Request 1 — In the post on choosing happiness, what can lingering hurt deepen and solidify into?

Page excerpt —
· · · ·

Author Archive

Choosing happiness (When life gives you lemons…)

November 14, 2018

lemons

Life sometimes throws things at us that upset our equilibrium and leave us feeling upset, angry, sad, confused etc… If the situation remains unresolved, or if the hurt lingers, we can find these initial feelings and reactions deepening and solidifying into cynicism, negativity and resentment.

We have a choice in these times as we follow down the route of our feelings – we can allow the feelings of anger and hurt to harden into bitterness, or we can choose to deal with them. Does this mean ignoring the feelings? No! It is simply that we can learn from these feelings; acknowledging the pain caused; making choices from the new insights and learnings of the situation; letting go of some course of action, some dream or even some relationships. Then we can choose to be happy.

· · · ·

Data section —
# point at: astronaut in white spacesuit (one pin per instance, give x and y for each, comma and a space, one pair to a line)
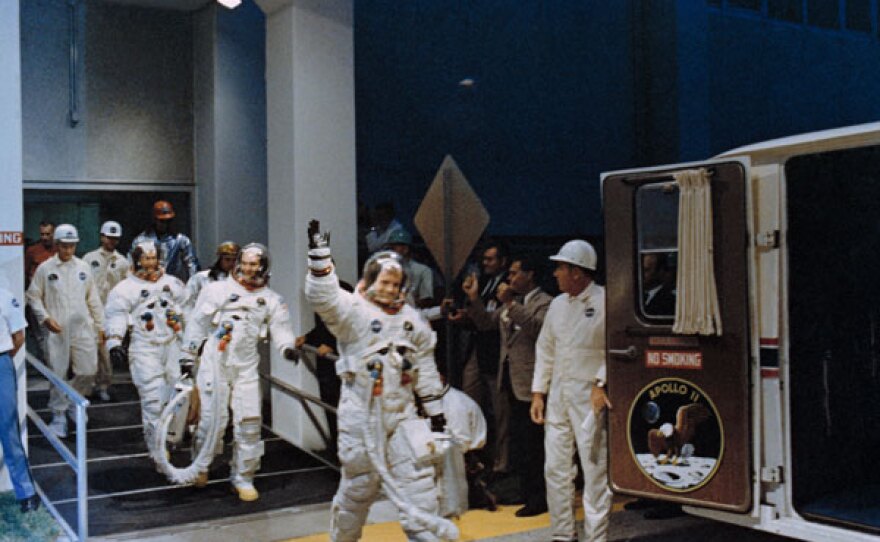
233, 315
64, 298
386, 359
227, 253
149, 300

· · · ·

Request 2 — Copy the records above, which follow the post on choosing happiness, line for line: the pointing instruction and all five coordinate pairs. Leave the picture out of your answer.

Worked answer 1 — Cynicism, negativity and resentment.

Worked answer 2 —
# point at: astronaut in white spacesuit (one pin per instance, give x and y for each, comma and a space, one pair to a line)
233, 315
64, 298
386, 359
227, 253
149, 300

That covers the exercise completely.